TEXT PROVIDED:
# Only one 1911..



## NCWalrus (Mar 14, 2012)

If you could own only one 1911 what would it be?

I'm looking to buy only one 1911 and trying to find the best 1911 under 1k


----------



## VAMarine (Dec 25, 2008)

NCWalrus said:


> If you could own only one 1911 what would it be?
> 
> I'm looking to buy only one 1911 and trying to find the best 1911 under 1k


If I could only buy 1 1911, it would not be under 1K.

That's like asking what's the best pizza under $5.00

If you're TRULY only want to buy once, buy something just $300-$500 more than you're current budget.

Now that being said, there really isn't a "best" some are better than others, but "best" is entirely subjective.

For around $1K (you'll have to do some shopping around), I'd take a look at a stainless steel Springfield Loaded, Kimber Custom II TLE, and Colt XSE line.

If you can go up to around $1500, start looking for Springfield TRPs, Dan Wesson Valors, some offerings from Les Baer and your nicer Kimbers. I generally don't recommend Kimber, but it's your money buy what you want.

If you want to be a couple hundred under $1k, get a Ruger SR1911.


----------



## NCWalrus (Mar 14, 2012)

I appreciate your reply!


----------



## Holly (Oct 15, 2011)

I don't know if this meets your criteria as a 1911, but it's the only one I've ever looked at and _loved_.

RAW DATA:
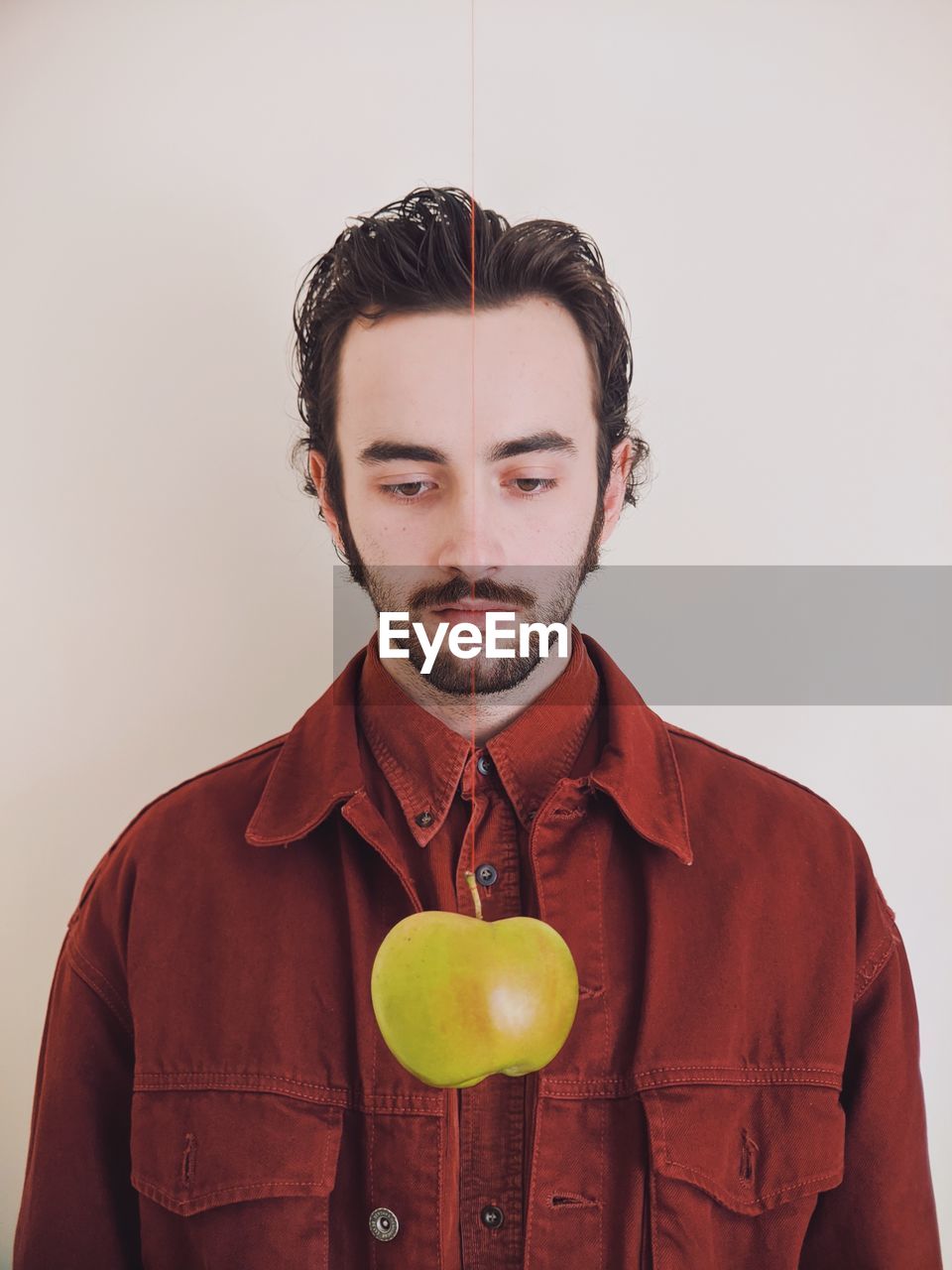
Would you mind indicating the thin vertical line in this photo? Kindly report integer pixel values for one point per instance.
(472, 400)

EXERCISE TASKS:
1. In the forum thread about choosing a single 1911, what pistol does VAMarine recommend for a buyer who wants to stay a couple hundred dollars under $1K?
2. Pick up the forum thread about choosing a single 1911 where it stops, continuing Holly's post.

RESULTS FOR THE EXERCISE:
1. A Ruger SR1911.

2.
Para Warthog


----------



## FNISHR (Aug 9, 2011)

VA gave you good advice.


----------



## MoMan (Dec 27, 2010)

I was only buying one 1911 and I chose the Kimber SS Custom Target II. It is a full size stainless steel model with target sights!
I wouldn't trade it for anything! Are there better, probably, but I have no reason to find out! I am totally satisfied with my 1911!!
Just one man's $.02!!!


----------



## vaskeet (Mar 23, 2012)

sti spartan and $400 in ammo Randy


----------



## RIFLESHOOTER4741 (Mar 30, 2012)

Take my advice make it a new Colt 1911. It will save you a lot of problems later selling other brands to by the Colt.


----------



## NCWalrus (Mar 14, 2012)

Rifleshooter - what model is on the right in the photo?


----------



## VAMarine (Dec 25, 2008)

NCWalrus said:


> Rifleshooter - what model is on the right in the photo?





RIFLESHOOTER4741 said:


> ....
> 
> Well I got to thinking maybe it's time to do some trading. Since Kimbers are in such demand I made a very good Kimber and cash trade on a *nice new Colt SXE 5" blue steel .45acp.* I liked it so much when I noticed another Colt at my local dealers shop, a 1991 blue steel .45 the plain Jane Colt 1911.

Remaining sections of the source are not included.